→ Work required
Quote all entries in full, exactly.

Position annotation records
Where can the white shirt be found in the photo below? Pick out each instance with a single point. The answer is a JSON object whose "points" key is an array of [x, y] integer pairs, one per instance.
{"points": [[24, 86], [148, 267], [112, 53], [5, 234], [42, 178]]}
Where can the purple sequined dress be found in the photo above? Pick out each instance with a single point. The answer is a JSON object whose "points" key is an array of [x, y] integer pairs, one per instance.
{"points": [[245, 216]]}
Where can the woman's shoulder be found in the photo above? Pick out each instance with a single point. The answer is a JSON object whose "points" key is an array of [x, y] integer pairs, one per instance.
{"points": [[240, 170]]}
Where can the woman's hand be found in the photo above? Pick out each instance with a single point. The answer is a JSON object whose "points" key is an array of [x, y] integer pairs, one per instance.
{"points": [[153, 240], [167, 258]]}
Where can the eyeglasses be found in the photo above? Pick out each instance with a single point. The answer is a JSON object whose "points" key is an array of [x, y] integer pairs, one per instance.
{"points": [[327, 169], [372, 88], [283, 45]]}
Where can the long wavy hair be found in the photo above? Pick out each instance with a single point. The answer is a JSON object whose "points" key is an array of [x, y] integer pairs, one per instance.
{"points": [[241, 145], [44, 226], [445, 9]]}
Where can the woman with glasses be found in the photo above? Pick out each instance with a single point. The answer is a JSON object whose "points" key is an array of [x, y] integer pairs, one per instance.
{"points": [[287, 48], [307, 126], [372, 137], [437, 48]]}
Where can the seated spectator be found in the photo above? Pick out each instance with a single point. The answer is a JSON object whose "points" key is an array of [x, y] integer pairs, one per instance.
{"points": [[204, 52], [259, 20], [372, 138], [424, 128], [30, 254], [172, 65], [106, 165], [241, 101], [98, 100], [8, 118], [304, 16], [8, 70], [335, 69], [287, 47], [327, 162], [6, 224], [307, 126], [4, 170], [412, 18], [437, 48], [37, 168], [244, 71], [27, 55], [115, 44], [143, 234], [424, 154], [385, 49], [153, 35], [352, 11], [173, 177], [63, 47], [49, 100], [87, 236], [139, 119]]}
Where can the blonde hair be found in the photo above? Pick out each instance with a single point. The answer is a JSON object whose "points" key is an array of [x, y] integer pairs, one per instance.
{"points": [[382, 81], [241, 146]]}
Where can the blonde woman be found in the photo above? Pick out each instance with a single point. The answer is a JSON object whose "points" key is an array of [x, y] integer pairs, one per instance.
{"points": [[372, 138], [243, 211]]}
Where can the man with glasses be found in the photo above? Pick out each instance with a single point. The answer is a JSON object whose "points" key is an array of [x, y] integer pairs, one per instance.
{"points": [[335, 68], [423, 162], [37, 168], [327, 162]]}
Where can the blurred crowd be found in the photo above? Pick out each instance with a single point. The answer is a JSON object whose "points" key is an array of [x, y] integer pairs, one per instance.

→ Result of this exercise
Where can the white shirt be found in the photo below? Pick out each instance with a single point. The answer is a JSON object whose "points" key is an array of [x, y] integer pairs, one per instance.
{"points": [[24, 86], [148, 267], [112, 53], [5, 234], [42, 178]]}
Where can the purple sequined dress be found in the photo above? Pick out each instance with a single point. The answer is a JSON object whose "points" key is an array of [x, y] integer pairs, one per instance.
{"points": [[245, 216]]}
Where can the woman's shoulder be found in the photo above? Pick out each instance with a single point. The answer is a JSON object whose "points" key is an array of [x, y] integer pairs, one per instance.
{"points": [[240, 170]]}
Where can the woman's hand be found in the photo above? Pick out each instance with a single point. The answer is a JSON object whose "points" key is an array of [x, y] integer pairs, one per instance.
{"points": [[153, 240], [167, 258]]}
Where can the eyeglasses be found in the photo above? Pick out each instance with a single point. The answer is a JSON object whose "points" key is an array of [x, y] integer pairs, one per instance.
{"points": [[327, 169], [372, 88], [283, 45]]}
Where can the long wavy hair be found in the photo above? Pick out each instance with a single point. The answer is a JSON object whose "points" key is an array of [x, y] integer pairs, one per instance.
{"points": [[241, 145], [44, 226], [445, 9]]}
Where can the woman with glasses be found in the photo above? Pick out each instance with a single point. The answer is a JSON object whose "points" key is an array of [x, y] integer pairs, one per instance.
{"points": [[287, 48], [307, 126], [372, 137], [437, 48]]}
Where can the seated spectator be found in the photo above? Pick out each instance with a single point. The answer is a JSON object whose "points" key is an array of [x, y] integer pairs, one per instance.
{"points": [[204, 52], [259, 20], [372, 138], [424, 128], [30, 254], [172, 65], [106, 165], [241, 101], [98, 100], [8, 118], [304, 16], [8, 70], [335, 69], [287, 47], [327, 162], [6, 224], [307, 126], [4, 170], [412, 18], [437, 48], [37, 168], [244, 71], [27, 55], [115, 44], [143, 234], [424, 154], [385, 49], [153, 35], [352, 11], [173, 177], [63, 47], [49, 100], [87, 236], [139, 119]]}
Where can the blonde hair be found in the photo above? Pick out each instance with a single point. The answer is a JSON object whose "points" key is an array of [x, y] integer pairs, one per instance.
{"points": [[382, 81], [241, 146]]}
Where can the blonde woman be found in the photo above? Pick out each instance with a single point. The answer is a JSON object whose "points" key is an array of [x, y] integer pairs, one per instance.
{"points": [[372, 138], [243, 211]]}
Where can the man with glasses be found in the photo above? Pick out each instance with a single point. The answer is a JSON object whose "points" key is an array of [x, y] integer pairs, one per instance.
{"points": [[335, 68], [423, 162], [37, 168], [327, 162]]}
Where can the blurred crowd be found in the photo above? Pick out each instance with a single point. The answer is a JSON object whose "points" key is an array of [x, y] integer pairs, one per instance.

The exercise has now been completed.